**RECORDS FOR THE EXERCISE**
================================

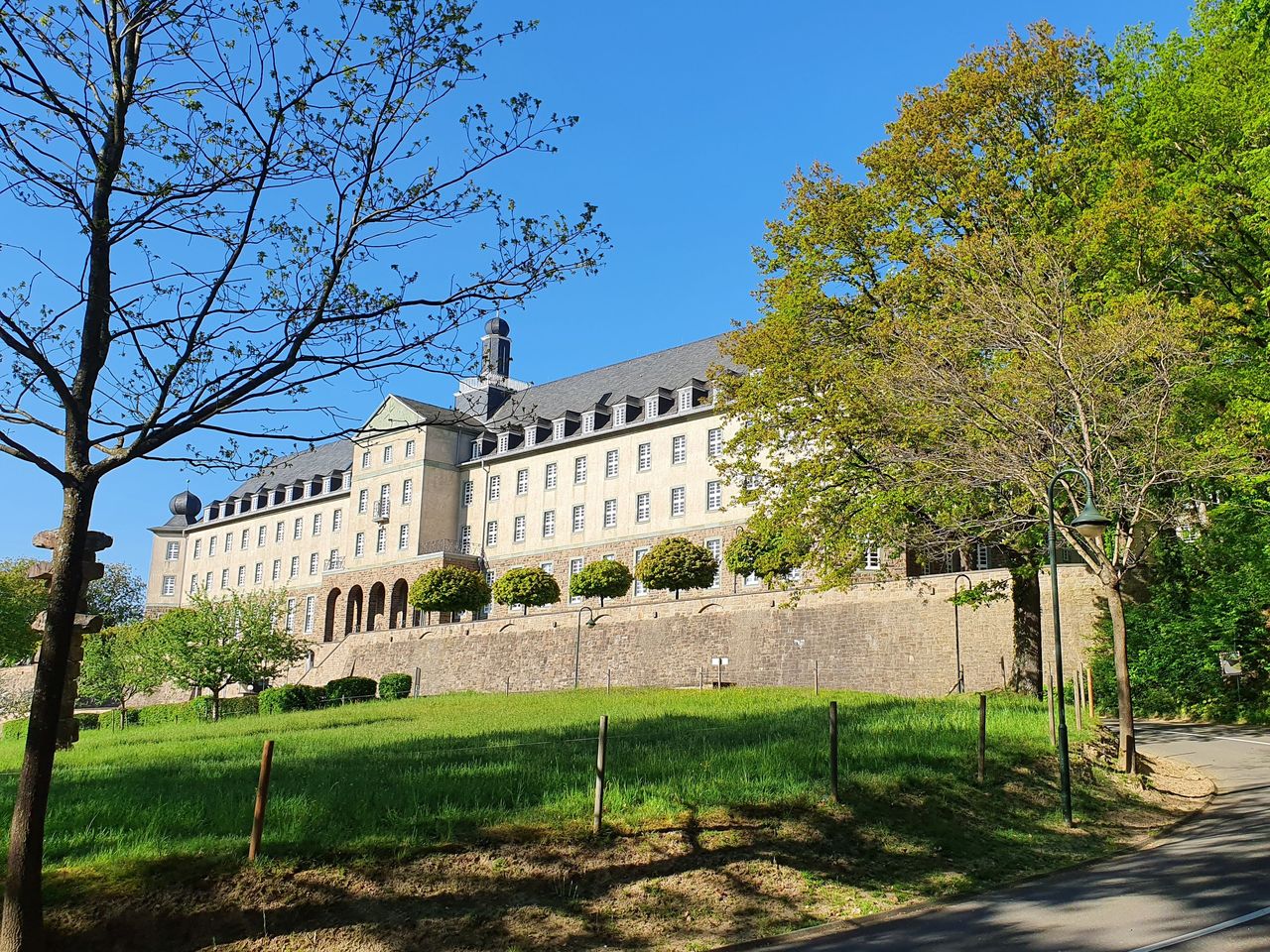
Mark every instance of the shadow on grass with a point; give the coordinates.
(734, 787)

================================

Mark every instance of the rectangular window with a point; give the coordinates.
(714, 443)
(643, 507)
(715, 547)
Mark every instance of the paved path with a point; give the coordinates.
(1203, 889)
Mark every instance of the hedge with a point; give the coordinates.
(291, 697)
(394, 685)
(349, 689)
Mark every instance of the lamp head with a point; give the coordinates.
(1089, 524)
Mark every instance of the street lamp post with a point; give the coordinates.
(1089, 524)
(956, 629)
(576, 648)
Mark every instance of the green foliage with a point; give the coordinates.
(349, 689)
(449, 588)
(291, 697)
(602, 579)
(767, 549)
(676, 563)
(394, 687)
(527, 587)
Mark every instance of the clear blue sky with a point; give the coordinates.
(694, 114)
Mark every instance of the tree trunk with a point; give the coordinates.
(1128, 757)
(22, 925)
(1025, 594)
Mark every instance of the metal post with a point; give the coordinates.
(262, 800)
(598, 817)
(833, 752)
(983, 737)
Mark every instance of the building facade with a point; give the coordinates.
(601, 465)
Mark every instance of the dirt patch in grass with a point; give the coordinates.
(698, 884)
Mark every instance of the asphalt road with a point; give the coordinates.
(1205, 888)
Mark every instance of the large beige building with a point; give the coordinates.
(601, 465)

================================

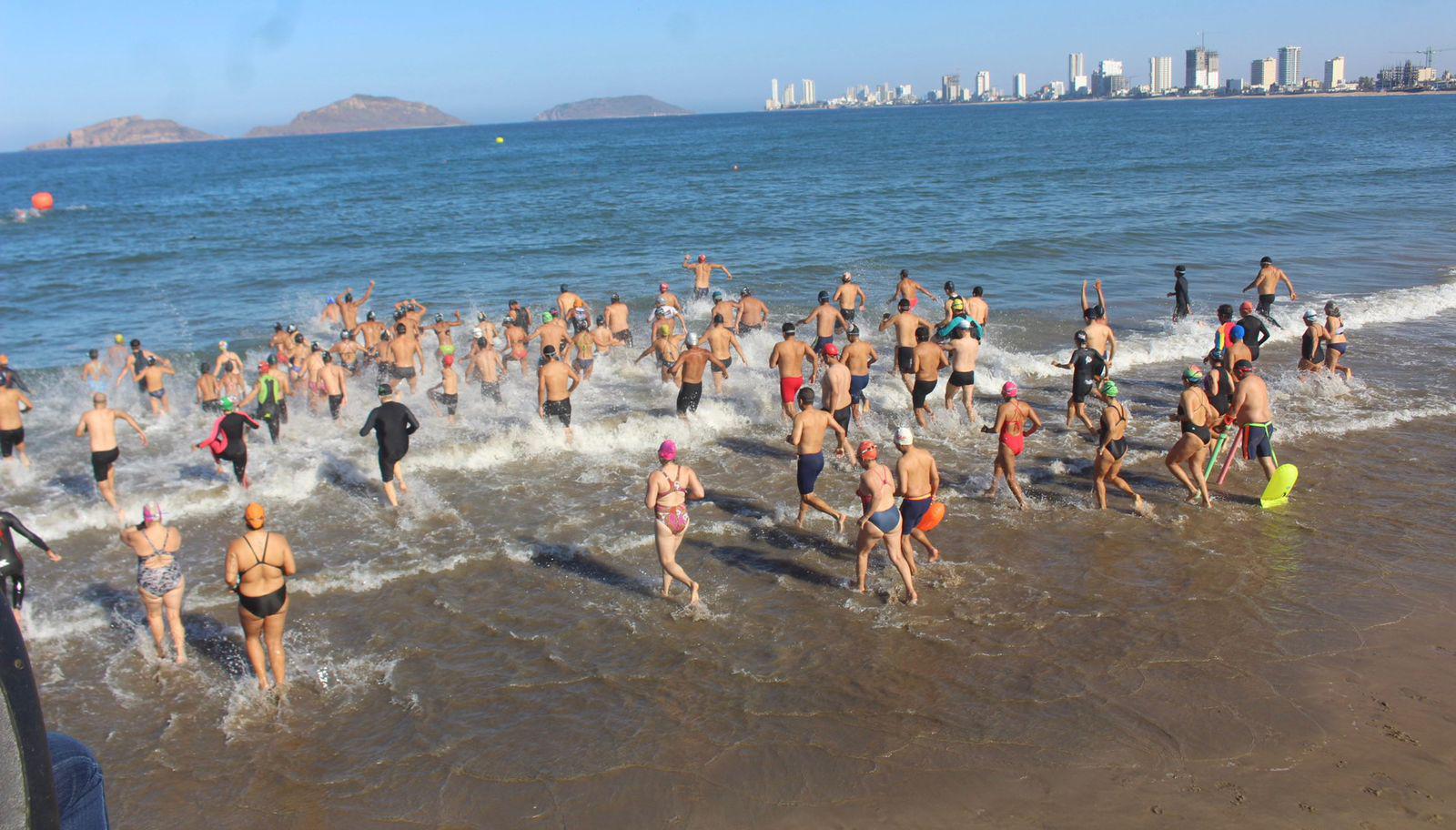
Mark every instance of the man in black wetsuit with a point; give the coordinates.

================================

**BRIEF**
Copy the part of the entries above that begins with the line containing "Mark every instance of the tree" and ends with the line containing "(1205, 888)", including both of those lines, keeping every line exactly as it is.

**FULL ANSWER**
Mark every instance of the tree trunk with a point; give the coordinates.
(1128, 757)
(22, 925)
(1025, 594)
Mark every instance of the metal post with a point; give the coordinates.
(262, 800)
(598, 817)
(833, 752)
(983, 737)
Mark every instance of the building facade with a point; give the coordinates.
(601, 465)
Mark every instance of the dirt patch in grass with a point; give the coordinates.
(698, 884)
Mark every instance of the asphalt road with a point; give the coordinates.
(1205, 888)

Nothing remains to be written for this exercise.